If the Hapsite simulator were then introduced in MS only mode, the display would identify that the substance present was methylsalicillate. Should the Hapsite simulator operator choose a GC run could then be initiated and after approximately fifteen minutes (the time it takes for a real GC run to occur) a chromatogram would be displayed providing further information relating to the substance detected.
The instructor may well have configured a second location, such that a substance with a phosphorous content is simulated. In this instance the CAMSIM operator would not obtain any reading, however the AP2C simulator operator would receive a reading indicating a possible G agent. Once again employment of the Hapsite simulator would result in specific identification of the substance and information enabling confirmation that the detected substance was not a nerve agent.
A further source deployed in another location could however be configured to specifically represent the CW agent sarin. This time as we would expect, both the CAMSIM and AP2C simulator provide indications in the G mode. The Hapsite simulator when used in MS mode will provide an initial indication of sarin and a subsequent GC run would confirm with a sarin chromatogram being presented.
After-Action Review and Error Reporting
Each of the simulators described includes a very powerful facility permitting the instructor to monitor the actions and any mistakes that were made by the students during the exercise. The advantage of this approach is that it ensures consistent instruction, avoids any difficulties arising from disagreements in the use or doctrine of specific instruments, and in particular avoids any contention arising from so-called experts of particular instruments, who have their own views as to how the detectors should be operated. A further benefit in the error reporting is that it does also enable students to train on their own with the comfort that the error reporting will provide them with a form of independent assessment of their actions.

DATA TO EXAMINE:
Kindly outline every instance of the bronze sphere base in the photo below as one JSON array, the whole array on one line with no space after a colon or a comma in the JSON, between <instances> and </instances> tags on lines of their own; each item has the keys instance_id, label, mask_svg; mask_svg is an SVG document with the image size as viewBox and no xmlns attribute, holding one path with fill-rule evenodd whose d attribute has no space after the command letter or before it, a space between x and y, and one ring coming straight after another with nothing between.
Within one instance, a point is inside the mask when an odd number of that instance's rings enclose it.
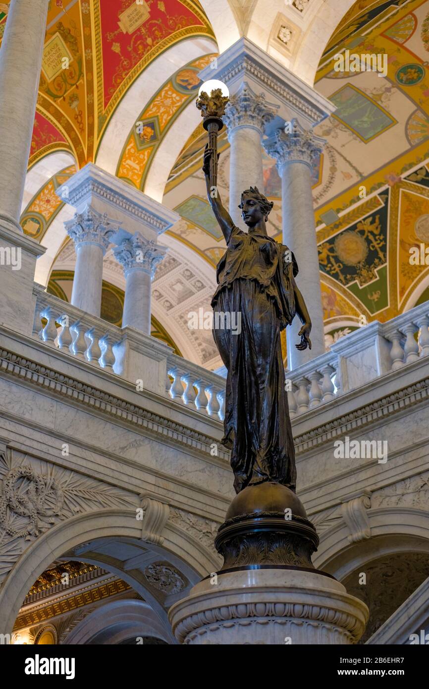
<instances>
[{"instance_id":1,"label":"bronze sphere base","mask_svg":"<svg viewBox=\"0 0 429 689\"><path fill-rule=\"evenodd\" d=\"M215 546L225 570L266 566L310 569L319 537L302 503L286 486L266 482L249 486L231 503Z\"/></svg>"}]
</instances>

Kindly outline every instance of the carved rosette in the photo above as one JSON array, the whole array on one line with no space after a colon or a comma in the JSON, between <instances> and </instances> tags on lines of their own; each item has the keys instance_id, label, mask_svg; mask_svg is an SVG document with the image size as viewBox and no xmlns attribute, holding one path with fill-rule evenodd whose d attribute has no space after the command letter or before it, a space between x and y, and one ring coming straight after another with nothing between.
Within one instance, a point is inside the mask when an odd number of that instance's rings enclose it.
<instances>
[{"instance_id":1,"label":"carved rosette","mask_svg":"<svg viewBox=\"0 0 429 689\"><path fill-rule=\"evenodd\" d=\"M105 254L113 234L119 226L107 218L87 205L83 213L75 213L72 220L64 223L67 234L74 240L75 247L83 244L97 244Z\"/></svg>"},{"instance_id":2,"label":"carved rosette","mask_svg":"<svg viewBox=\"0 0 429 689\"><path fill-rule=\"evenodd\" d=\"M275 159L281 176L284 165L289 163L304 163L313 168L326 141L317 136L311 130L304 130L294 119L291 121L289 134L279 129L273 137L262 143L269 156Z\"/></svg>"},{"instance_id":3,"label":"carved rosette","mask_svg":"<svg viewBox=\"0 0 429 689\"><path fill-rule=\"evenodd\" d=\"M255 94L244 81L240 90L231 96L222 117L228 128L228 139L239 127L253 127L261 136L265 125L274 119L278 106L267 103L264 93Z\"/></svg>"},{"instance_id":4,"label":"carved rosette","mask_svg":"<svg viewBox=\"0 0 429 689\"><path fill-rule=\"evenodd\" d=\"M115 247L113 253L123 266L125 277L128 271L139 269L149 273L152 280L157 265L167 250L167 247L159 246L152 240L146 239L140 232L136 232Z\"/></svg>"},{"instance_id":5,"label":"carved rosette","mask_svg":"<svg viewBox=\"0 0 429 689\"><path fill-rule=\"evenodd\" d=\"M179 593L186 587L180 573L168 562L152 562L146 567L144 574L151 586L168 595Z\"/></svg>"}]
</instances>

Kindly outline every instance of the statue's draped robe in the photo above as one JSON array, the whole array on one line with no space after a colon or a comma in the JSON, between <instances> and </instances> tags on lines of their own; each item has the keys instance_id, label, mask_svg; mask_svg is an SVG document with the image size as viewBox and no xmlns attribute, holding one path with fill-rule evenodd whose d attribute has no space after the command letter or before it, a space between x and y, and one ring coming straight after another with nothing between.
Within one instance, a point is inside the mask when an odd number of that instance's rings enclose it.
<instances>
[{"instance_id":1,"label":"statue's draped robe","mask_svg":"<svg viewBox=\"0 0 429 689\"><path fill-rule=\"evenodd\" d=\"M231 228L218 264L213 295L213 337L228 375L222 444L231 449L237 493L274 481L295 491L296 469L280 331L295 313L295 256L258 232ZM222 313L234 332L222 328ZM217 315L216 315L217 314Z\"/></svg>"}]
</instances>

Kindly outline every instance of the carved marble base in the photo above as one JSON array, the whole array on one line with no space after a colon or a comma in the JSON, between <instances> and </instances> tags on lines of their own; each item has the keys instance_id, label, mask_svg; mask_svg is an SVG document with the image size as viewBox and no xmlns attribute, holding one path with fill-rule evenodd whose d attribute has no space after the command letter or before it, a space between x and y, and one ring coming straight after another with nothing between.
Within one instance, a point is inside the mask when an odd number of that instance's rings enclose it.
<instances>
[{"instance_id":1,"label":"carved marble base","mask_svg":"<svg viewBox=\"0 0 429 689\"><path fill-rule=\"evenodd\" d=\"M176 639L191 646L335 645L359 641L368 610L327 575L269 566L203 579L169 617Z\"/></svg>"}]
</instances>

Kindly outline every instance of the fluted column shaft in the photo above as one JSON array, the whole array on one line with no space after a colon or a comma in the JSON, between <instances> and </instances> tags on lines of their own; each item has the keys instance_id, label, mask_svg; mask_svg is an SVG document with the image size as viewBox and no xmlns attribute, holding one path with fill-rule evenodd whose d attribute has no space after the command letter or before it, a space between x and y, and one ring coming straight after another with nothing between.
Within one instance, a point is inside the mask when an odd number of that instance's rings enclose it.
<instances>
[{"instance_id":1,"label":"fluted column shaft","mask_svg":"<svg viewBox=\"0 0 429 689\"><path fill-rule=\"evenodd\" d=\"M261 140L265 124L275 116L275 107L244 82L231 96L222 118L231 145L229 214L239 227L244 227L238 208L242 192L251 186L261 192L264 189Z\"/></svg>"},{"instance_id":2,"label":"fluted column shaft","mask_svg":"<svg viewBox=\"0 0 429 689\"><path fill-rule=\"evenodd\" d=\"M316 241L313 194L312 163L320 154L324 140L304 130L293 121L291 134L282 130L264 144L266 152L277 160L282 179L283 243L293 251L299 274L297 285L304 296L311 319L312 348L299 351L298 332L301 322L296 317L287 328L288 366L291 370L325 351L322 307L322 291Z\"/></svg>"},{"instance_id":3,"label":"fluted column shaft","mask_svg":"<svg viewBox=\"0 0 429 689\"><path fill-rule=\"evenodd\" d=\"M118 229L114 223L87 206L65 223L74 240L76 267L72 290L72 304L92 316L100 317L103 287L103 258L109 238Z\"/></svg>"},{"instance_id":4,"label":"fluted column shaft","mask_svg":"<svg viewBox=\"0 0 429 689\"><path fill-rule=\"evenodd\" d=\"M12 0L0 50L0 214L16 229L34 123L48 0Z\"/></svg>"},{"instance_id":5,"label":"fluted column shaft","mask_svg":"<svg viewBox=\"0 0 429 689\"><path fill-rule=\"evenodd\" d=\"M140 232L123 239L114 249L125 277L122 327L131 326L150 335L151 282L167 249L146 239Z\"/></svg>"}]
</instances>

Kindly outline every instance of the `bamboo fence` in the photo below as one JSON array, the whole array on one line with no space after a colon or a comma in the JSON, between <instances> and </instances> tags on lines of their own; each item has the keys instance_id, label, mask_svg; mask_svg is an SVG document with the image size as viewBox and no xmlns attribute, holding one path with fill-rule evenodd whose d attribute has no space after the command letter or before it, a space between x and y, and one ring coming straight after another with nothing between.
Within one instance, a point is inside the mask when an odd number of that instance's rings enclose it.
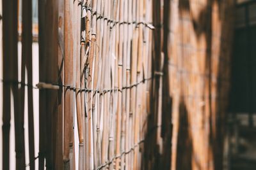
<instances>
[{"instance_id":1,"label":"bamboo fence","mask_svg":"<svg viewBox=\"0 0 256 170\"><path fill-rule=\"evenodd\" d=\"M3 169L11 91L17 169L37 159L39 169L222 169L233 1L38 1L36 85L32 1L22 1L20 69L17 4L3 1Z\"/></svg>"}]
</instances>

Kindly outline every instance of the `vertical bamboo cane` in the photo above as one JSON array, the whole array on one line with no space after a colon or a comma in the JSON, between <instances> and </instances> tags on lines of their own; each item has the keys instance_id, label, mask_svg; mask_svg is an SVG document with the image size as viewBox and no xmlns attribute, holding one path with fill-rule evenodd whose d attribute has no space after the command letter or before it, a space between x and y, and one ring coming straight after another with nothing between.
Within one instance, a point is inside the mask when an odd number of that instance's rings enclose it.
<instances>
[{"instance_id":1,"label":"vertical bamboo cane","mask_svg":"<svg viewBox=\"0 0 256 170\"><path fill-rule=\"evenodd\" d=\"M102 4L102 1L99 1L97 2L97 11L99 13L101 13L101 4ZM95 87L96 89L99 89L100 87L100 78L101 78L101 67L102 67L102 57L101 57L101 46L102 46L102 31L100 31L100 28L101 28L101 21L102 19L101 18L99 17L99 14L95 14L97 18L97 24L96 24L96 42L98 43L99 46L97 50L96 50L95 53L95 63L98 63L98 66L95 65L95 75L97 78L94 79L94 87ZM98 60L98 62L97 62ZM100 96L99 92L96 92L96 99L95 101L95 104L97 104L97 106L95 106L96 110L97 110L97 164L95 164L97 166L99 166L100 163L101 163L101 151L100 151L100 148L101 148L101 145L100 145L100 106L101 106L101 103L100 102ZM94 101L93 101L94 102Z\"/></svg>"},{"instance_id":2,"label":"vertical bamboo cane","mask_svg":"<svg viewBox=\"0 0 256 170\"><path fill-rule=\"evenodd\" d=\"M17 1L3 1L3 80L6 81L12 80L11 61L12 62L12 59L17 55L17 45L15 45L17 41ZM4 83L3 89L3 169L10 169L10 83Z\"/></svg>"},{"instance_id":3,"label":"vertical bamboo cane","mask_svg":"<svg viewBox=\"0 0 256 170\"><path fill-rule=\"evenodd\" d=\"M22 1L22 60L26 60L28 83L32 84L32 1ZM22 67L24 69L24 67ZM22 74L24 76L24 70ZM22 78L24 80L24 77ZM33 89L28 87L28 125L30 169L35 169L34 117L33 108Z\"/></svg>"},{"instance_id":4,"label":"vertical bamboo cane","mask_svg":"<svg viewBox=\"0 0 256 170\"><path fill-rule=\"evenodd\" d=\"M96 56L97 50L99 50L99 46L96 46L97 42L97 14L95 11L97 11L97 1L93 0L92 2L92 10L93 13L92 14L92 46L93 46L93 73L92 73L92 78L93 80L92 80L92 89L97 89L97 81L98 79L98 68L99 68L99 55ZM99 1L99 3L100 2ZM97 110L95 110L95 102L96 102L96 95L95 93L92 92L92 133L93 133L93 168L96 168L97 166Z\"/></svg>"},{"instance_id":5,"label":"vertical bamboo cane","mask_svg":"<svg viewBox=\"0 0 256 170\"><path fill-rule=\"evenodd\" d=\"M72 39L72 27L70 24L70 1L64 1L64 41L65 41L65 63L64 63L64 84L72 85L72 59L73 45ZM71 77L70 77L71 76ZM64 141L63 141L63 160L64 169L70 169L70 162L69 159L70 141L72 135L70 133L72 124L70 124L70 117L72 117L73 98L72 92L70 89L64 89Z\"/></svg>"},{"instance_id":6,"label":"vertical bamboo cane","mask_svg":"<svg viewBox=\"0 0 256 170\"><path fill-rule=\"evenodd\" d=\"M88 8L90 8L92 6L91 1L86 1L86 6ZM95 35L92 35L92 12L90 10L87 10L87 15L86 15L86 46L88 46L90 48L90 53L88 54L88 63L86 65L88 68L86 67L86 87L92 89L93 84L92 81L93 81L93 57L94 57L94 47L95 47ZM92 42L91 42L92 41ZM87 72L88 71L88 72ZM92 169L93 167L93 134L92 134L92 95L93 93L92 92L88 92L86 95L86 114L87 114L87 121L88 124L88 130L86 130L86 137L88 138L88 151L89 152L89 169ZM86 128L87 129L87 128Z\"/></svg>"},{"instance_id":7,"label":"vertical bamboo cane","mask_svg":"<svg viewBox=\"0 0 256 170\"><path fill-rule=\"evenodd\" d=\"M74 13L76 13L74 18L74 21L75 22L74 27L76 28L78 28L79 24L81 24L80 20L79 20L79 17L81 16L81 11L79 10L81 9L79 8L78 3L76 3L74 5ZM80 31L80 30L79 30ZM74 48L76 48L76 50L77 52L76 53L75 57L76 58L76 115L77 115L77 130L78 130L78 136L79 136L79 160L78 160L78 169L83 169L84 164L84 136L83 136L83 116L81 113L81 90L79 89L81 88L81 81L80 81L80 72L81 72L81 53L80 53L80 31L78 32L76 29L74 30L74 34L76 38L74 39L76 44Z\"/></svg>"},{"instance_id":8,"label":"vertical bamboo cane","mask_svg":"<svg viewBox=\"0 0 256 170\"><path fill-rule=\"evenodd\" d=\"M106 13L108 12L108 2L106 2L106 3L104 3L104 11L103 11L103 15L106 15ZM103 28L103 39L102 39L102 78L103 78L103 81L102 81L102 83L100 85L100 89L103 89L103 88L106 88L106 79L107 79L107 56L106 56L106 48L108 46L107 43L107 24L108 24L108 21L105 19L104 20L104 28ZM102 163L106 163L107 162L107 156L106 155L106 154L108 154L107 151L106 151L106 148L107 148L107 143L106 141L108 140L108 121L106 121L108 120L108 115L107 115L107 109L106 109L106 105L108 104L107 103L107 99L106 99L106 94L102 94L102 100L104 101L103 103L103 106L102 106L102 108L104 108L104 110L102 111L102 113L104 114L102 115L102 120L103 120L103 129L102 129ZM104 111L106 111L106 113L104 113Z\"/></svg>"},{"instance_id":9,"label":"vertical bamboo cane","mask_svg":"<svg viewBox=\"0 0 256 170\"><path fill-rule=\"evenodd\" d=\"M40 8L39 8L40 6ZM39 81L45 81L45 73L43 71L45 67L45 4L43 1L38 2L38 43L39 43ZM45 156L45 113L46 111L45 90L42 89L39 92L39 169L44 169L44 159Z\"/></svg>"}]
</instances>

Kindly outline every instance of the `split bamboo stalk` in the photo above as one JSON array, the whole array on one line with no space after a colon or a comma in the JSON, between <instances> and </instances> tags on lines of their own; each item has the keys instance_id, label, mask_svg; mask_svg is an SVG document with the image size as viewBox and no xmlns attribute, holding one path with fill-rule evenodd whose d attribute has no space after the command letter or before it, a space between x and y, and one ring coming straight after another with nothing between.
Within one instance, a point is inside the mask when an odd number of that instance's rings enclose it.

WHAT YOU SHOULD DO: Continue the passage on chemical detector training simulators, picking up after its last sentence. The items have nothing to do with the passage on chemical detector training simulators.

SOLVED PROBLEM:
The Future
The concept outlined involves implementation utilising simulators the CAM, AP2C and Hapsite. The technology is currently being implemented to produce simulators for the Bruker RAID1 and RAIDM, the SAIC SCAD, Environics Chem Pro 100, Smiths Detection LCD series lightweight chemical detector and GID-M (variant of the UK Ministry of Defence M-CAD).
The simulation technology and coding techniques employed will be consistent throughout, thus enabling a consistent scenario and appropriate detector response to be maintained.
The political ramifications associated with alleged or actual use of CW agents or aggressive use of a toxic industrial substance are now so high, that any uncertainty at all with respect to the nature of any substance that may have been deployed, is totally unacceptable. This has
resulted in both military and non-military agencies reviewing their detection capability and enhancing it where appropriate, either by replacing existing or implementing additional detection technology.
The challenges associated with providing realistic training are merely exacerbated with the inclusion of additional detection technology and not to mention the tendency for detector manufacturers to continuously improve their detectors such that they are less likely to respond to false positives and no doubt in the future, move towards a truly hand portable mass spectrometer type instrument.
It is hoped that a more comprehensive approach to training, such as that which is presented here, will assist in ensuring that operatives are as well prepared and trained as is possible in the use of their suite of detection equipment for whatever scenario they may eventually be presented with.